• **What the exercise asks**
Each and every line of the data must appear exactly as given.

--- Provided entries ---

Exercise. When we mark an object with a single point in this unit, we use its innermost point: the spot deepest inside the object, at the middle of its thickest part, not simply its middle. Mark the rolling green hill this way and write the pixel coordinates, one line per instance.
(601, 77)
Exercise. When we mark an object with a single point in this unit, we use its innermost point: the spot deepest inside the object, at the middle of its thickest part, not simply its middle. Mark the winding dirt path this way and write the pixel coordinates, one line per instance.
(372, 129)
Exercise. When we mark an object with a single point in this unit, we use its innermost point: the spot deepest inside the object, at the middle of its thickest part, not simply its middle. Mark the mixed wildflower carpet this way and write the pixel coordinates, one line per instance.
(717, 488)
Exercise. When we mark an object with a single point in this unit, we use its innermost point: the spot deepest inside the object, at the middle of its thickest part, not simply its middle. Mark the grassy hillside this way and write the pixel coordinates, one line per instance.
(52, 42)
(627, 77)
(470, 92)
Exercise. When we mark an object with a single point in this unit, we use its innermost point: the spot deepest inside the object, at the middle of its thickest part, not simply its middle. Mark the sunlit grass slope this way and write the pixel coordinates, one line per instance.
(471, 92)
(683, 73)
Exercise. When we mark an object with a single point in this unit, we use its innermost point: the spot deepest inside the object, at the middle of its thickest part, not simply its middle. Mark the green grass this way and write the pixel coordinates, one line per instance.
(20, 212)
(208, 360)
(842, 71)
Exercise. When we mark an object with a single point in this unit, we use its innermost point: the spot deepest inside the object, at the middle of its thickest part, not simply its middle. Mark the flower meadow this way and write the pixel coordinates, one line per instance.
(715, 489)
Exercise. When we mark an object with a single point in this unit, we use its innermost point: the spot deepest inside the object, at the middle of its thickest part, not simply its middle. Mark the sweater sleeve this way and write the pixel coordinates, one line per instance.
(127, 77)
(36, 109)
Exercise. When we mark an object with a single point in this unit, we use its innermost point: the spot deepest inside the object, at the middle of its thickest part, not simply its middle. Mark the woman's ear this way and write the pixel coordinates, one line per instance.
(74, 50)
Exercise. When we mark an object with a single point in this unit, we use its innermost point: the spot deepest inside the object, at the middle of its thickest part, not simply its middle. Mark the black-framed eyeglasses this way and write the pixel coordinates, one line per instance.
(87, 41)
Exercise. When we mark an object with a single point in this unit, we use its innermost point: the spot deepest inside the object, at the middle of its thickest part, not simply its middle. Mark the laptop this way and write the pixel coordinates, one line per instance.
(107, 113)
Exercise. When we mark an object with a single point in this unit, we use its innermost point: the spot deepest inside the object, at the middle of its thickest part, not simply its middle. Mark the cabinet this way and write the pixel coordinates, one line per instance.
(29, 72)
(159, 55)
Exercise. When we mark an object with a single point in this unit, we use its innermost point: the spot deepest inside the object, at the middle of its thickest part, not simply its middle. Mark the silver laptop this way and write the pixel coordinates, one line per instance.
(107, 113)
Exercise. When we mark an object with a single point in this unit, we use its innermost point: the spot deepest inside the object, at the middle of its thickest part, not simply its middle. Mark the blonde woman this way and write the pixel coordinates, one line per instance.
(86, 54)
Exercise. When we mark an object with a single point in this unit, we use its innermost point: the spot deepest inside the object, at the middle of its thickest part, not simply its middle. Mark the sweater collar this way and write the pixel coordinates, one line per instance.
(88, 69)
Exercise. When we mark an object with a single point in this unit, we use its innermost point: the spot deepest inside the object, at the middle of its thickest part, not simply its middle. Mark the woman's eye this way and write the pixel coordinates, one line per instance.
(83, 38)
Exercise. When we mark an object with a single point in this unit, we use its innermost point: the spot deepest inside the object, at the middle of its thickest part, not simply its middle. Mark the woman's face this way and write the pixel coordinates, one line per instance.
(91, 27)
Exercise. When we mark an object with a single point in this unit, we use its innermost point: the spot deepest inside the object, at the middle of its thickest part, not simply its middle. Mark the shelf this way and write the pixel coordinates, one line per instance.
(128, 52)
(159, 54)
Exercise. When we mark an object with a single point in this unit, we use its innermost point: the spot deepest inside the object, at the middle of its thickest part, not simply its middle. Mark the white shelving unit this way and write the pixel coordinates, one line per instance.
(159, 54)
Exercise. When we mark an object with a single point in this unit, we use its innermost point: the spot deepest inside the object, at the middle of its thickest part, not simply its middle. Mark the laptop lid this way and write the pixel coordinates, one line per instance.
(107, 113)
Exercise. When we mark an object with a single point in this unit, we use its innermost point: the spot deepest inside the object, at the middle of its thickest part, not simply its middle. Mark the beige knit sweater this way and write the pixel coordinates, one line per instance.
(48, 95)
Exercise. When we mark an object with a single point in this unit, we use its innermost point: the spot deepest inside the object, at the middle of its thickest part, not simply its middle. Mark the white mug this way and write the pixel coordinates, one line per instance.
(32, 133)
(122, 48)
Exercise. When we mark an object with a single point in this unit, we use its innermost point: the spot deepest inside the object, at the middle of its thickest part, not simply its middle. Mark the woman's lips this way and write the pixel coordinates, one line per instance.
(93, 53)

---

• **Finished exercise**
Exercise. When we mark an object with a single point in this unit, we use its innermost point: the spot deepest inside the object, at the middle of its thickest part, not simply its middle. Mark the rolling green hill this way and write the pixel coordinates, one line per instance.
(601, 77)
Exercise. When we mark an object with a single point in this unit, we use its innermost point: the spot deepest inside the object, at the middle of its thickest part, not simply its middle. Mark the winding dirt path this way and write the pixel coordinates, one line per instance.
(372, 129)
Exercise. When we mark an object with a single point in this unit, we use its innermost point: the spot deepest inside the object, at the middle of its thickest part, not simply its middle. Mark the mixed wildflower carpet this way and write the pixel coordinates, one line per instance.
(717, 488)
Exercise. When we mark an object with a single point in this unit, we use its innermost point: the spot deepest inside the object, at the middle of its thickest part, not simply its middle. Mark the grassy hillside this way and write the pixel coordinates, one line per instance.
(52, 42)
(627, 77)
(470, 92)
Exercise. When we mark an object with a single point in this unit, we use its innermost point: the spot deepest inside the object, at the middle of its thickest part, not simply its middle. Mark the sunlit grass slope this way and write the pixel coordinates, one line per instance.
(471, 92)
(683, 73)
Exercise. When we mark an object with a single point in this unit, we use its innermost point: the spot deepest inside the object, at the middle of its thickest part, not simply its middle. Mark the green grass this way and write the pixel coordinates, one line per instance.
(20, 212)
(208, 360)
(842, 71)
Exercise. When we mark an object with a single point in this unit, we use its innermost point: the spot deepest inside the object, at the middle of its thickest part, not simply its middle. Mark the flower meadow this way and write the pixel coordinates, one line per instance.
(715, 489)
Exercise. When we mark an object with a single point in this unit, we use its innermost point: the spot deepest inside the object, at the middle of its thickest part, not simply its middle. Mark the sweater sleeve this way and write the pixel coordinates, one line per instance.
(127, 77)
(36, 109)
Exercise. When we mark an object with a single point in this unit, we use its innermost point: the spot deepest inside the object, at the middle of its thickest part, not simply its middle. Mark the woman's ear this way and write the pixel coordinates, one line per instance.
(74, 50)
Exercise. When we mark an object with a single point in this unit, we use its innermost point: the spot deepest inside the object, at the middle of its thickest part, not simply its middle. Mark the black-framed eyeglasses this way and write the pixel coordinates, one line per instance.
(87, 41)
Exercise. When we mark an object with a single point in this unit, we use its innermost point: the spot deepest inside the object, at the middle of its thickest part, not simply its middle. Mark the laptop this way and write the pixel coordinates, one line per instance.
(107, 113)
Exercise. When we mark an object with a single point in this unit, we use its innermost point: the spot deepest inside the object, at the middle of its thickest part, not simply its middle. Mark the cabinet this way and write the pixel coordinates, one line per instance.
(29, 72)
(159, 55)
Exercise. When we mark an object with a single point in this unit, we use its innermost point: the spot deepest inside the object, at the middle of its thickest part, not simply its middle. Mark the silver laptop this way and write the pixel coordinates, one line per instance.
(107, 113)
Exercise. When we mark an object with a single point in this unit, we use its innermost point: the spot deepest inside the object, at the middle of its thickest part, not simply its middle. Mark the blonde woman this way and write the pixel coordinates, one line per instance.
(86, 54)
Exercise. When we mark an object with a single point in this unit, we use its innermost point: the spot deepest inside the object, at the middle of its thickest part, not simply its middle. Mark the sweater collar this way and write the pixel coordinates, one line per instance.
(88, 69)
Exercise. When we mark an object with a single point in this unit, we use its innermost point: the spot deepest inside the object, at the middle of its thickest part, not simply its middle. Mark the woman's eye this way and write the pixel coordinates, one line per instance.
(83, 38)
Exercise. When we mark an object with a single point in this unit, we use its innermost point: the spot deepest inside the object, at the middle of its thickest part, not simply its middle. Mark the woman's face this way and write the pixel coordinates, one line per instance.
(91, 27)
Exercise. When we mark an object with a single point in this unit, we use its innermost point: the spot deepest inside the object, at the middle of its thickest part, not simply its middle. Mark the shelf this way and write the pixel coordinates, one line per instance.
(128, 52)
(159, 54)
Exercise. When we mark an object with a single point in this unit, we use its innermost point: the spot deepest inside the object, at the middle of its thickest part, not simply its middle. Mark the white shelving unit this way and write the pixel coordinates, one line per instance.
(159, 54)
Exercise. When we mark an object with a single point in this unit, we use its innermost point: the spot deepest inside the object, at the middle of its thickest part, not simply its middle. Mark the laptop lid this way and write the pixel coordinates, one line per instance.
(107, 113)
Exercise. When we mark an object with a single point in this unit, we use its innermost point: the spot deepest inside the object, at the middle of its thickest part, not simply its middle. Mark the beige knit sweater this way and write the pixel coordinates, one line per instance.
(48, 95)
Exercise. When we mark an object with a single point in this unit, we use its innermost point: the spot deepest inside the object, at the middle of its thickest part, not simply its middle. Mark the white mug this way and write the pixel coordinates, one line per instance.
(32, 133)
(122, 48)
Exercise. When we mark an object with a single point in this unit, we use its innermost point: the spot deepest inside the object, at the middle of its thickest part, not simply its middle. Mark the woman's lips this way and write the pixel coordinates, one line per instance.
(93, 53)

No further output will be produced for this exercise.